Task objective: Below is a listing. Write out exactly its lines between the one holding "note: each item" and the one holding "path_fill_rule: evenodd", inclusive.

----- Exercise inputs -----

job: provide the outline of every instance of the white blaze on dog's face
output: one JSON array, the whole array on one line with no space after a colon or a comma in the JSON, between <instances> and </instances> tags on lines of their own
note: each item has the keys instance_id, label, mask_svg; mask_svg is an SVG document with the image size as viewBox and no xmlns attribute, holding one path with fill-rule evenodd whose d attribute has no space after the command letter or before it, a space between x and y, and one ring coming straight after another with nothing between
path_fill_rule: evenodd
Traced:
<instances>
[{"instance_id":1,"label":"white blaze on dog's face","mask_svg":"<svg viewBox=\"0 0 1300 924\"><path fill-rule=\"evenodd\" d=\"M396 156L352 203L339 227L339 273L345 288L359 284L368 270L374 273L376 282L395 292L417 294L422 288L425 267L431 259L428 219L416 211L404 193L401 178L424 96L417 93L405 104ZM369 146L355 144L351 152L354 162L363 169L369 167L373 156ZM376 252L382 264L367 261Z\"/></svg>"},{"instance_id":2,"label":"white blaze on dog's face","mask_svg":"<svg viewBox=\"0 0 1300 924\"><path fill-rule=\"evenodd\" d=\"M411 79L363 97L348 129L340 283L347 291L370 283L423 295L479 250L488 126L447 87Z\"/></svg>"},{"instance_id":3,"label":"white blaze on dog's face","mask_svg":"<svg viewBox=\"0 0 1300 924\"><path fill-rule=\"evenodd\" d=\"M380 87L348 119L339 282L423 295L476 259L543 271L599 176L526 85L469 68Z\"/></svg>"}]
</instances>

-----

Response box:
note: each item has the keys instance_id, label, mask_svg; mask_svg is an SVG document with the image size as viewBox and no xmlns attribute, holding one path with fill-rule evenodd whose d attribute has no space after the command letter or before it, a space between x and y, and one ring coming straight after another with nothing between
path_fill_rule: evenodd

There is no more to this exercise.